Data for processing:
______________________________

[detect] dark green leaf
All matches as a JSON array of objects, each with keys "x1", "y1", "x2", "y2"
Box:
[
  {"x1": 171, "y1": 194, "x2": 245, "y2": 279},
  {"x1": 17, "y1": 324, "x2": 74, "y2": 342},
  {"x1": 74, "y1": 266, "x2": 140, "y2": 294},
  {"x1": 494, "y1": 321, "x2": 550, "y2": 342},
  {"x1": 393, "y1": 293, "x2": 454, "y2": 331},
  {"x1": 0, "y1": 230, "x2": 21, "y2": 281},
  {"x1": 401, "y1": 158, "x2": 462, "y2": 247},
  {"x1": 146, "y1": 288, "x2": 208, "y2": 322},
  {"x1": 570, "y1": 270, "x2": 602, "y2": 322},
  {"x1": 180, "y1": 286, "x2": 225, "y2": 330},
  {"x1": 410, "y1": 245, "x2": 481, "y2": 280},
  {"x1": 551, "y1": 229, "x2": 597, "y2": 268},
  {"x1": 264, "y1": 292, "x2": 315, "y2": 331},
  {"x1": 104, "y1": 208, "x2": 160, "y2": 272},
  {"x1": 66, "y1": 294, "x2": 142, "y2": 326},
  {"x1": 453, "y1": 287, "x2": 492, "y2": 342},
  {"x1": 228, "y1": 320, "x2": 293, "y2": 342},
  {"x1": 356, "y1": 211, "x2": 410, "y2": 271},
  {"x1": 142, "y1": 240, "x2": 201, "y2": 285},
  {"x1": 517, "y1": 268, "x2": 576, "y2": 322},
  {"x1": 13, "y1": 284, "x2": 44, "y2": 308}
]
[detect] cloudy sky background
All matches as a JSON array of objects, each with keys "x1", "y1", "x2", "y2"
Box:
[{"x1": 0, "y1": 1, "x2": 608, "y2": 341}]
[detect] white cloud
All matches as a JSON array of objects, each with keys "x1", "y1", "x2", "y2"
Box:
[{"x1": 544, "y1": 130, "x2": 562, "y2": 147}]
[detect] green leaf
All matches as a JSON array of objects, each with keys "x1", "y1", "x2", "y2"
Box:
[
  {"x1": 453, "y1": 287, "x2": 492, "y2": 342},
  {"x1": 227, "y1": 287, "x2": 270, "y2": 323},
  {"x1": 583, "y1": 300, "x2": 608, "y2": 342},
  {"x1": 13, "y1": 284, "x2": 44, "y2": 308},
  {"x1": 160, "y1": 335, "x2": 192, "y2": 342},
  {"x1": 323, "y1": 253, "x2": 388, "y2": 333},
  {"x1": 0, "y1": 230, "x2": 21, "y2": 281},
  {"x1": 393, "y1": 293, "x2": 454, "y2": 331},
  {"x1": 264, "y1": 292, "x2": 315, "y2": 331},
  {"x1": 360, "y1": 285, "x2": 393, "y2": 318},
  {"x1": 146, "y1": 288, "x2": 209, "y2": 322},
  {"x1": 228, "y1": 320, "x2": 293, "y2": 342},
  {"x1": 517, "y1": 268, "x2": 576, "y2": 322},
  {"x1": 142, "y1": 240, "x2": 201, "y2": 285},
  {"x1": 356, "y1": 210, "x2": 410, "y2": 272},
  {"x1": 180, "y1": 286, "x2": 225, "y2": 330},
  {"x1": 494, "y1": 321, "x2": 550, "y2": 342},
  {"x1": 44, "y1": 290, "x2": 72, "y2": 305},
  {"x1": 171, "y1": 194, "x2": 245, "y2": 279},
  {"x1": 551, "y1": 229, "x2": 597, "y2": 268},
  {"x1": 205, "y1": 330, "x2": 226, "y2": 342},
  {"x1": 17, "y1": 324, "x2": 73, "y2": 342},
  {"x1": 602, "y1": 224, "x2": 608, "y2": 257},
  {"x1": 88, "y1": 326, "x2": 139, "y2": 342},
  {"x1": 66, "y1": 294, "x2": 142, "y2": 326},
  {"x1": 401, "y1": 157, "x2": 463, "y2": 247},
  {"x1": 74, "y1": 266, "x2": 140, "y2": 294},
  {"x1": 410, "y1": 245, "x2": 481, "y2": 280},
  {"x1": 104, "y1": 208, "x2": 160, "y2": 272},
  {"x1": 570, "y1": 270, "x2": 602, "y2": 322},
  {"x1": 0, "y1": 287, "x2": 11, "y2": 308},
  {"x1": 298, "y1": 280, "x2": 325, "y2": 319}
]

______________________________

Reproduce each record exactly, leaving nothing out.

[detect] dark green leaf
All matches as a JSON array of objects, each with keys "x1", "y1", "x2", "y2"
Box:
[
  {"x1": 171, "y1": 194, "x2": 245, "y2": 279},
  {"x1": 17, "y1": 324, "x2": 74, "y2": 342},
  {"x1": 74, "y1": 266, "x2": 140, "y2": 294},
  {"x1": 494, "y1": 321, "x2": 550, "y2": 342},
  {"x1": 393, "y1": 293, "x2": 454, "y2": 331},
  {"x1": 0, "y1": 230, "x2": 21, "y2": 281},
  {"x1": 401, "y1": 158, "x2": 462, "y2": 247},
  {"x1": 146, "y1": 288, "x2": 208, "y2": 322},
  {"x1": 570, "y1": 270, "x2": 602, "y2": 322},
  {"x1": 180, "y1": 286, "x2": 225, "y2": 330},
  {"x1": 410, "y1": 245, "x2": 481, "y2": 280},
  {"x1": 551, "y1": 229, "x2": 597, "y2": 268},
  {"x1": 264, "y1": 292, "x2": 315, "y2": 331},
  {"x1": 104, "y1": 208, "x2": 160, "y2": 272},
  {"x1": 66, "y1": 294, "x2": 142, "y2": 326},
  {"x1": 453, "y1": 287, "x2": 492, "y2": 342},
  {"x1": 228, "y1": 320, "x2": 293, "y2": 342},
  {"x1": 356, "y1": 211, "x2": 410, "y2": 271},
  {"x1": 142, "y1": 240, "x2": 201, "y2": 285},
  {"x1": 517, "y1": 268, "x2": 576, "y2": 322},
  {"x1": 13, "y1": 284, "x2": 44, "y2": 308}
]
[detect] cloudy sky background
All matches as a JSON array of objects, each with keys "x1", "y1", "x2", "y2"
Box:
[{"x1": 0, "y1": 1, "x2": 608, "y2": 341}]
[detect] white cloud
All matches as a JSON array of objects, each with keys "x1", "y1", "x2", "y2"
Box:
[{"x1": 544, "y1": 130, "x2": 562, "y2": 147}]
[detect] green leaf
All matches as a JSON array of objects, each with keys "x1", "y1", "x2", "y2"
Box:
[
  {"x1": 453, "y1": 287, "x2": 492, "y2": 342},
  {"x1": 227, "y1": 287, "x2": 270, "y2": 323},
  {"x1": 583, "y1": 300, "x2": 608, "y2": 342},
  {"x1": 13, "y1": 284, "x2": 44, "y2": 308},
  {"x1": 160, "y1": 335, "x2": 192, "y2": 342},
  {"x1": 323, "y1": 253, "x2": 388, "y2": 333},
  {"x1": 0, "y1": 230, "x2": 21, "y2": 281},
  {"x1": 393, "y1": 293, "x2": 454, "y2": 331},
  {"x1": 264, "y1": 292, "x2": 315, "y2": 331},
  {"x1": 360, "y1": 285, "x2": 393, "y2": 318},
  {"x1": 146, "y1": 288, "x2": 209, "y2": 322},
  {"x1": 228, "y1": 320, "x2": 293, "y2": 342},
  {"x1": 517, "y1": 268, "x2": 576, "y2": 322},
  {"x1": 142, "y1": 240, "x2": 201, "y2": 285},
  {"x1": 356, "y1": 210, "x2": 410, "y2": 272},
  {"x1": 180, "y1": 286, "x2": 225, "y2": 330},
  {"x1": 494, "y1": 321, "x2": 550, "y2": 342},
  {"x1": 44, "y1": 290, "x2": 72, "y2": 305},
  {"x1": 171, "y1": 194, "x2": 245, "y2": 279},
  {"x1": 551, "y1": 229, "x2": 597, "y2": 268},
  {"x1": 205, "y1": 330, "x2": 226, "y2": 342},
  {"x1": 17, "y1": 324, "x2": 73, "y2": 342},
  {"x1": 602, "y1": 224, "x2": 608, "y2": 257},
  {"x1": 88, "y1": 326, "x2": 139, "y2": 342},
  {"x1": 66, "y1": 294, "x2": 142, "y2": 326},
  {"x1": 401, "y1": 157, "x2": 463, "y2": 247},
  {"x1": 74, "y1": 266, "x2": 140, "y2": 294},
  {"x1": 410, "y1": 245, "x2": 481, "y2": 280},
  {"x1": 104, "y1": 208, "x2": 160, "y2": 272},
  {"x1": 570, "y1": 270, "x2": 602, "y2": 322},
  {"x1": 0, "y1": 287, "x2": 11, "y2": 308},
  {"x1": 298, "y1": 280, "x2": 325, "y2": 319}
]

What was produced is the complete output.